**LISTA DE TAREFAS:**
a: No texto sobre o caso Pazuello, por que é pouco provável que a CGU atenda a um eventual recurso do Comando da Força? Responda em uma a três frases.
b: Escreva a continuação do texto sobre o caso Pazuello a partir da última frase.

Na decisão emitida nesta sexta-feira, 17, a CGU destacou ainda que Pazuello nem é mais oficial e entrou para a vida pública, tendo sido eleito deputado e cita um parecer sobre o tema. “O debate sobre hierarquia e disciplina nem sequer aplica-se ao caso em concreto, pois, da avaliação das circunstâncias e dos elementos afetos à situação atual, tem-se que o militar envolvido no procedimento disciplinar esta distante das atividades da caserna”, diz o texto da Controladoria.
Para retardar a liberação dos documentos sigilos, o Comando da Força ainda pode pedir à CGU a revisão da decisão, um recurso não previsto na Lei de Acesso, mas que tem sido admitido pela Controladoria. Como a revogação do segredo no caso Pazuello fora uma promessa de campanha do presidente Luiz Inácio Lula da Silva, é pouco provável que a CGU atenda esse eventual recurso.

**DADOS ABAIXO:**
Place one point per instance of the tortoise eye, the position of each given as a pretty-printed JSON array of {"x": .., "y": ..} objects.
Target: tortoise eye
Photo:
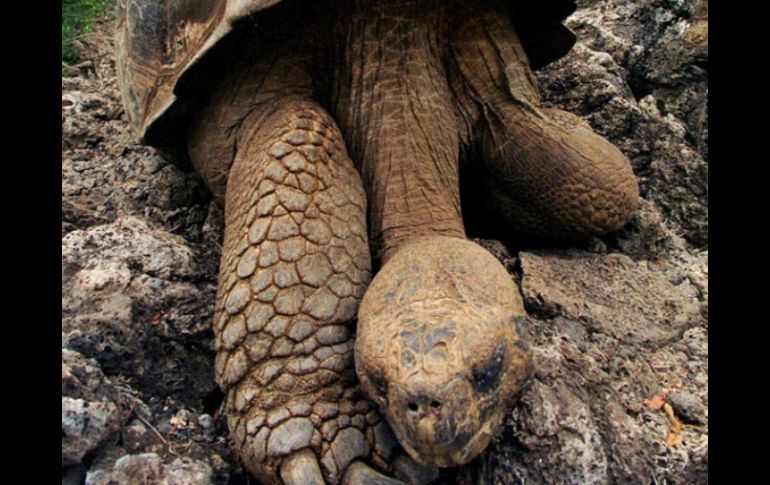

**RESPOSTAS:**
a: Porque a revogação do segredo no caso Pazuello foi uma promessa de campanha do presidente Luiz Inácio Lula da Silva.

b:
Até o momento, o Exército só havia concordado em divulgar um extrato com mero resumo do processo, relatando apenas que a investigação foi aberta, Pazuello apresentou sua defesa e foi absolvido.
General na CPI
O general Pazuello foi nomeado ministro da Saúde no meio da pandemia. Na época, Bolsonaro queria liberar o uso da cloroquina como medicamento para prevenir a contaminação. Os ministros que ocuparam o cargo até então se negaram a fazer isso. Pazuello não se opôs. Ele fez editar documento facilitando o uso do medicamento que não tinha eficácia comprovada. Pazuello também retarnou negociações do governo federal com a gestão do tucano João Doria que se preparava para fabricar a primeira vacina no Brasil.
Numa “live” ao lado de Bolsonaro, Pazuello resumiu sua linha de atuação: “É simples assim: um manda e o outro obedece”. A gestão do general na Saúde e a atuação do governo Bolsonaro no combate ao coronavírus foram alvo de uma CPI do Senado. Pazuello terminou indiciado por crimes cometidos durante a pandemia.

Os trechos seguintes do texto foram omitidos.